Data to process:
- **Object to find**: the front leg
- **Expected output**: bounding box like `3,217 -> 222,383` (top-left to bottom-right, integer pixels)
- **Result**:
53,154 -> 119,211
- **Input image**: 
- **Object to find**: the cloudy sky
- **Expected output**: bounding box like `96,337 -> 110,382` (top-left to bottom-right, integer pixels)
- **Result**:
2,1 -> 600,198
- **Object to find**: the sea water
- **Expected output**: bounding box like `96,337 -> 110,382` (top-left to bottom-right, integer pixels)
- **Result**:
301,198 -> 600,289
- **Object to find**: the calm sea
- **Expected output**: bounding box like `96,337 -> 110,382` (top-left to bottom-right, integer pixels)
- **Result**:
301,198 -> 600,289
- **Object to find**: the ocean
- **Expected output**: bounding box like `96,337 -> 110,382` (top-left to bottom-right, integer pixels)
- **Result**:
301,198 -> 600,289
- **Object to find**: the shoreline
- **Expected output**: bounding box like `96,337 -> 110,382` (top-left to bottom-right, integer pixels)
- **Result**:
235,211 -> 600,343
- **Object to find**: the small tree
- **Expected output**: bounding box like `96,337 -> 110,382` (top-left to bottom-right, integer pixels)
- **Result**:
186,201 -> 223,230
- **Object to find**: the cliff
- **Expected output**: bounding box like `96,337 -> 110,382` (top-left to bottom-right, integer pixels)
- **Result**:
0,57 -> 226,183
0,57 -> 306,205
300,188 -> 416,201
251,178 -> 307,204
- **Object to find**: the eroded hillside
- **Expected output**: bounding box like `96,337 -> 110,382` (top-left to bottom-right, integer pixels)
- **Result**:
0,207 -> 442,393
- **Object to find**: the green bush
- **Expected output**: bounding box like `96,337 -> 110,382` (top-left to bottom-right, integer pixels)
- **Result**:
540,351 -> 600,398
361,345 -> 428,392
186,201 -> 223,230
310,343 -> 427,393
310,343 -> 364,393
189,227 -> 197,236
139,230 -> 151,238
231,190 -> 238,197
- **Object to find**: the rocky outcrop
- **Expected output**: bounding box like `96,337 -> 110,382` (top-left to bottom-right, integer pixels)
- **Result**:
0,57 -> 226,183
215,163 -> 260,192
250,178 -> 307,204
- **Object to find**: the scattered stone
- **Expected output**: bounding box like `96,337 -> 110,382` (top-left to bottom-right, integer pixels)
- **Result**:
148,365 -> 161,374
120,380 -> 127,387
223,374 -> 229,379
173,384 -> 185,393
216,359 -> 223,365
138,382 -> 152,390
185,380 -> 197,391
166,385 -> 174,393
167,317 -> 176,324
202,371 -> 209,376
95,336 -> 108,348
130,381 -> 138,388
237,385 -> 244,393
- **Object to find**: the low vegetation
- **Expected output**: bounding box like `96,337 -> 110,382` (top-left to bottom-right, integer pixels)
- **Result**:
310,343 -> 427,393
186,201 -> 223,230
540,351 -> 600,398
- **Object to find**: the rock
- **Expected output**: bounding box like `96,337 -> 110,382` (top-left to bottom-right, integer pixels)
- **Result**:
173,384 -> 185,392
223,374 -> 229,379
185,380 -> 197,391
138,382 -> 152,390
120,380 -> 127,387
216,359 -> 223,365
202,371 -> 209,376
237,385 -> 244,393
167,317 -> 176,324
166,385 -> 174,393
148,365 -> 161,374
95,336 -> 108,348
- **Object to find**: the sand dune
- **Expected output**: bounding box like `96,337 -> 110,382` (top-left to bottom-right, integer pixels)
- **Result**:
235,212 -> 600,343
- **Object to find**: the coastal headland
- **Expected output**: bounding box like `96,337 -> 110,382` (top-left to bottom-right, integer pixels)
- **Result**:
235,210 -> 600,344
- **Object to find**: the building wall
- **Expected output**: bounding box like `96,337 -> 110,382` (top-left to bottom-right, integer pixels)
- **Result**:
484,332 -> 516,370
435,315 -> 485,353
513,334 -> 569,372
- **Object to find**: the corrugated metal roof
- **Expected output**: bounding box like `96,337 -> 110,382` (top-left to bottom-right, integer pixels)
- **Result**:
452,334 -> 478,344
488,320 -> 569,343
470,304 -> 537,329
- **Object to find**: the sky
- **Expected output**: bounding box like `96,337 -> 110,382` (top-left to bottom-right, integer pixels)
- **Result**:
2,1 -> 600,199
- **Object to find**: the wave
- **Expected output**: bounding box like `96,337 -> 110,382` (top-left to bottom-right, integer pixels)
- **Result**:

What you need to do: Your output is to be the lines of the listing, exact and complete, starting at the first and ending with the line that contains "- **Object to find**: the calm sea".

Answer to this problem:
- **Object to find**: the front leg
- **Expected output**: bounding box like `3,217 -> 222,383` (top-left to bottom-right, integer pixels)
- **Result**:
53,154 -> 119,211
- **Input image**: 
- **Object to find**: the cloudy sky
- **Expected output**: bounding box like `96,337 -> 110,382` (top-left to bottom-right, integer pixels)
- **Result**:
2,1 -> 600,198
- **Object to find**: the sea water
- **Expected output**: bounding box like `96,337 -> 110,382` (top-left to bottom-right, integer pixels)
- **Result**:
301,198 -> 600,289
- **Object to find**: the calm sea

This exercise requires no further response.